--- START ---

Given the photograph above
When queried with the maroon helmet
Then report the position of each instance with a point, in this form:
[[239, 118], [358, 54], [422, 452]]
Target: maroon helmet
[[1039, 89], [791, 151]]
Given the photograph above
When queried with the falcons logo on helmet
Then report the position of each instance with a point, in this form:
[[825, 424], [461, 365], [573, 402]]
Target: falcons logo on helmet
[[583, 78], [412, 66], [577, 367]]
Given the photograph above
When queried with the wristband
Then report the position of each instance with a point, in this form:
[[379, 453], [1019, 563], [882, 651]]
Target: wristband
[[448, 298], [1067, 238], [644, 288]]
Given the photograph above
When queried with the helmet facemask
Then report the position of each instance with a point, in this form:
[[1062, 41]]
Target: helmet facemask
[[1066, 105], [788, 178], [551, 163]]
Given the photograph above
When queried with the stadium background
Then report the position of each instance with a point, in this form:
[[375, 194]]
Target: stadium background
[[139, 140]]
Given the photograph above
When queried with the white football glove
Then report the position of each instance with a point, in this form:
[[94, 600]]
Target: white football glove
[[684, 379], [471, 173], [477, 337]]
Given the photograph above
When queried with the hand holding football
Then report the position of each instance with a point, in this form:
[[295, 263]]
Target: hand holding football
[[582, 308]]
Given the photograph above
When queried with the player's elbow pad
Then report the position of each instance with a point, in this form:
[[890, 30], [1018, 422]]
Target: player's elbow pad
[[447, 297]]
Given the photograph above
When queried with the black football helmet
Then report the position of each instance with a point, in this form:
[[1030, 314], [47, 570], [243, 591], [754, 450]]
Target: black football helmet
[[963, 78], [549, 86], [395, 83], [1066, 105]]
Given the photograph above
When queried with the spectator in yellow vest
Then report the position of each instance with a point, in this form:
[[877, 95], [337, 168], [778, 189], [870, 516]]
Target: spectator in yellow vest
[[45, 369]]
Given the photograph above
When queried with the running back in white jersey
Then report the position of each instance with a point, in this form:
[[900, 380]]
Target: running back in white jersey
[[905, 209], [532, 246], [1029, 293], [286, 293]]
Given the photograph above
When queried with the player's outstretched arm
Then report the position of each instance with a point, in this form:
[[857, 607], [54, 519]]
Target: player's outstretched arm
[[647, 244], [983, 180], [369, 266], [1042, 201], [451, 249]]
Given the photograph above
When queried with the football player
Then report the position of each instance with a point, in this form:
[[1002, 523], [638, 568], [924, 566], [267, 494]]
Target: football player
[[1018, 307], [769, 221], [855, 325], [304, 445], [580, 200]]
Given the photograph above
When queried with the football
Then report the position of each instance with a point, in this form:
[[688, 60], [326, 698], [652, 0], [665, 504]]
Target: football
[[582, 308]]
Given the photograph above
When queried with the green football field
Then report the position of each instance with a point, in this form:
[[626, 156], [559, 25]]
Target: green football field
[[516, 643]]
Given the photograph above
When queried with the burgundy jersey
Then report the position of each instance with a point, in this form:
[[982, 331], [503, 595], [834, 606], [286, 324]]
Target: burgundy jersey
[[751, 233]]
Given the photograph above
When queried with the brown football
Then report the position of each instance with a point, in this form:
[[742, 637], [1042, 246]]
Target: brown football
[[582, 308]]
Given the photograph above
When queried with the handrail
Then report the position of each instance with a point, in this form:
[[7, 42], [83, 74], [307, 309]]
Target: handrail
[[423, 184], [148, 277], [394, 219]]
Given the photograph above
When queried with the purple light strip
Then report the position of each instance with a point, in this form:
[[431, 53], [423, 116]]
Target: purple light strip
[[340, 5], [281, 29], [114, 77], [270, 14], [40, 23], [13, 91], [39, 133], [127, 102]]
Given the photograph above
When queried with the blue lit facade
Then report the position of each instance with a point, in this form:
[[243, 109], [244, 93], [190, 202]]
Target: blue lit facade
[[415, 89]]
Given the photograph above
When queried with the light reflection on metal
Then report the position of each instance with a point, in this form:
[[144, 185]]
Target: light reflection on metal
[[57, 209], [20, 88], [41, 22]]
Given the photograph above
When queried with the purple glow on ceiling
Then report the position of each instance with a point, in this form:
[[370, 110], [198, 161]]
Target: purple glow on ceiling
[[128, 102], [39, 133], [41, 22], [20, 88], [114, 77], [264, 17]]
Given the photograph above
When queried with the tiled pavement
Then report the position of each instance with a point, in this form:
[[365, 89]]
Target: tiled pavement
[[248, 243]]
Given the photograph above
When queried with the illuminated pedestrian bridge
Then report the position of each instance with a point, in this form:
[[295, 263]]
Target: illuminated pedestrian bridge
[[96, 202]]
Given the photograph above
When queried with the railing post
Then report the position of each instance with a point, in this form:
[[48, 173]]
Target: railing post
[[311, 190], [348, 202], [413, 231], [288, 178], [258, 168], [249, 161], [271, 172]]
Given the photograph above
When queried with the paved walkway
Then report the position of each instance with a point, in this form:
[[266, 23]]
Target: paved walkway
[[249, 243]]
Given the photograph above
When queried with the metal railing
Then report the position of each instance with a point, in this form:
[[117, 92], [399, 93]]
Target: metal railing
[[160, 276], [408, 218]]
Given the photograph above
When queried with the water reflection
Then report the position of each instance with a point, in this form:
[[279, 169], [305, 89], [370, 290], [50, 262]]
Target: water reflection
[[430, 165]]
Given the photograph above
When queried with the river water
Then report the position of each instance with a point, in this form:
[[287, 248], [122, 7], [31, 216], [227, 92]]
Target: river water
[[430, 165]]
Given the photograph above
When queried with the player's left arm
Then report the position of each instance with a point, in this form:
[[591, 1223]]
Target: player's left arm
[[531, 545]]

--- END ---

» Work request
Please give back exactly the lines of the listing above that run from the one containing "Target: paved walkway" through the one containing "When queried with the player's left arm", and only those.

» Response to this exercise
Target: paved walkway
[[249, 243]]
Given the photograph above
When queried with the metal railing
Then report the position of each instance with a point, in this form:
[[117, 92], [399, 93]]
Target: metal railing
[[160, 276], [408, 218]]
Given the photograph above
When queried with the water reflection
Then report the position of each instance with a point, in this form:
[[279, 169], [305, 89], [370, 290], [50, 262]]
Target: water reflection
[[430, 165]]
Given the photograph above
When queried with the river water
Then report the position of each instance with a point, in this form:
[[287, 248], [122, 7], [31, 216], [227, 92]]
Target: river water
[[430, 165]]
Given the photograph above
When queried with the player's left arm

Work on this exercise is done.